Objective: Please locate every line in the material below that contains the string "ship", and copy each of those lines. Treat case as significant.

Some records
====================

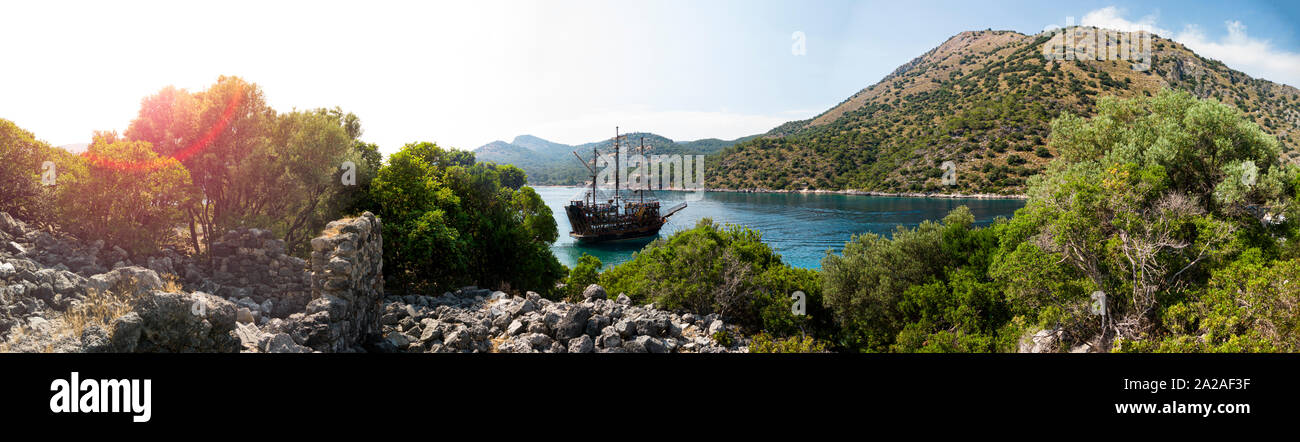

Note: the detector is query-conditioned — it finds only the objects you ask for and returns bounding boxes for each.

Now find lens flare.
[82,87,243,172]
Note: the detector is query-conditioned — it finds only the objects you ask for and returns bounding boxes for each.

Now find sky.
[0,0,1300,153]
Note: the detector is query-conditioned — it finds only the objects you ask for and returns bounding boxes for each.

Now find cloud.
[1079,7,1174,38]
[514,111,800,144]
[1174,21,1300,87]
[1080,7,1300,87]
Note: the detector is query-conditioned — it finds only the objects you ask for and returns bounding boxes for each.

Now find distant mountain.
[59,143,90,153]
[705,27,1300,194]
[473,133,758,185]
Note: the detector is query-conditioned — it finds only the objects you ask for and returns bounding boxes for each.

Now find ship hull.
[569,226,663,243]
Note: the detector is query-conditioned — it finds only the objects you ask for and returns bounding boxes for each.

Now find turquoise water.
[537,187,1024,269]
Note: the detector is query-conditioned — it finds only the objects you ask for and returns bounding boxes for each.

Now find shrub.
[749,333,828,354]
[564,254,602,302]
[601,218,827,335]
[369,143,564,294]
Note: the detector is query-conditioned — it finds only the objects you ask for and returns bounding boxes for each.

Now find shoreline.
[529,185,1028,200]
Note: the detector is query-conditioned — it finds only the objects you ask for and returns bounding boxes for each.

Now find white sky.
[0,0,1300,153]
[0,1,820,152]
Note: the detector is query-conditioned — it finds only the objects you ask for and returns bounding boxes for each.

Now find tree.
[1011,91,1296,346]
[369,143,566,294]
[601,218,827,337]
[125,75,274,252]
[60,133,195,256]
[0,118,66,225]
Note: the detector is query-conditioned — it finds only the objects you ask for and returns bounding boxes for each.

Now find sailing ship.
[564,127,686,243]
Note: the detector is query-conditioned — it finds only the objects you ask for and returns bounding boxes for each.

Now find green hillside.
[475,133,758,186]
[706,29,1300,194]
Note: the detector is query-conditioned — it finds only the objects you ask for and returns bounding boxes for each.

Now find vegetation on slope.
[706,27,1300,194]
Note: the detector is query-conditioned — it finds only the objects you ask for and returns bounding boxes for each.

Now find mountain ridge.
[473,133,759,185]
[706,26,1300,195]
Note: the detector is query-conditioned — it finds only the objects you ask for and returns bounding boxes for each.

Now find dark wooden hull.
[569,224,663,243]
[564,205,667,243]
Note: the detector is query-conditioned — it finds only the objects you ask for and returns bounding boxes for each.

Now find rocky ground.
[237,285,748,354]
[380,285,746,354]
[0,209,748,352]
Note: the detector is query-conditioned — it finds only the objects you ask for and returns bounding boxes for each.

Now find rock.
[568,334,595,354]
[111,312,144,354]
[27,316,53,333]
[586,315,614,337]
[1017,330,1061,354]
[126,291,242,352]
[81,324,113,354]
[706,320,727,335]
[623,335,668,354]
[506,320,525,335]
[259,333,312,354]
[555,306,592,341]
[235,307,256,324]
[420,320,442,342]
[235,322,264,351]
[443,326,473,350]
[582,283,608,299]
[595,329,623,348]
[90,267,163,295]
[385,332,413,348]
[614,319,637,339]
[519,333,555,351]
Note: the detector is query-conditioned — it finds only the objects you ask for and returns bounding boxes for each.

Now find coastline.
[529,185,1028,200]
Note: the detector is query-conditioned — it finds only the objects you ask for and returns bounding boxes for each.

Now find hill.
[473,133,758,185]
[706,27,1300,194]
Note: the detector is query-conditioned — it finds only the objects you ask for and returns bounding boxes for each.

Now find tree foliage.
[369,143,564,293]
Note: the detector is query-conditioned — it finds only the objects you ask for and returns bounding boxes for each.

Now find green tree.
[60,133,195,256]
[0,118,62,225]
[369,143,564,294]
[601,218,827,337]
[1004,91,1296,346]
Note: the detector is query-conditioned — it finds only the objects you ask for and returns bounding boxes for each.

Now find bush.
[57,133,196,256]
[601,218,824,335]
[749,333,827,354]
[822,207,1010,351]
[564,254,602,302]
[369,143,564,294]
[0,118,67,225]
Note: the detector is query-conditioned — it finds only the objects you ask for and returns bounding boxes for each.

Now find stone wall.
[203,229,312,317]
[268,212,384,352]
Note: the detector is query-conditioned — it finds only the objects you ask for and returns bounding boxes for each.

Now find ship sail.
[564,127,686,242]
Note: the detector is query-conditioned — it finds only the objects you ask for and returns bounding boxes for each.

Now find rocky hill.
[706,27,1300,194]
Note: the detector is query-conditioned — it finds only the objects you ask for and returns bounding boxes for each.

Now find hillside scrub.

====================

Answer to this exercise:
Now find ship hull.
Now find sailing ship.
Now find ship sail.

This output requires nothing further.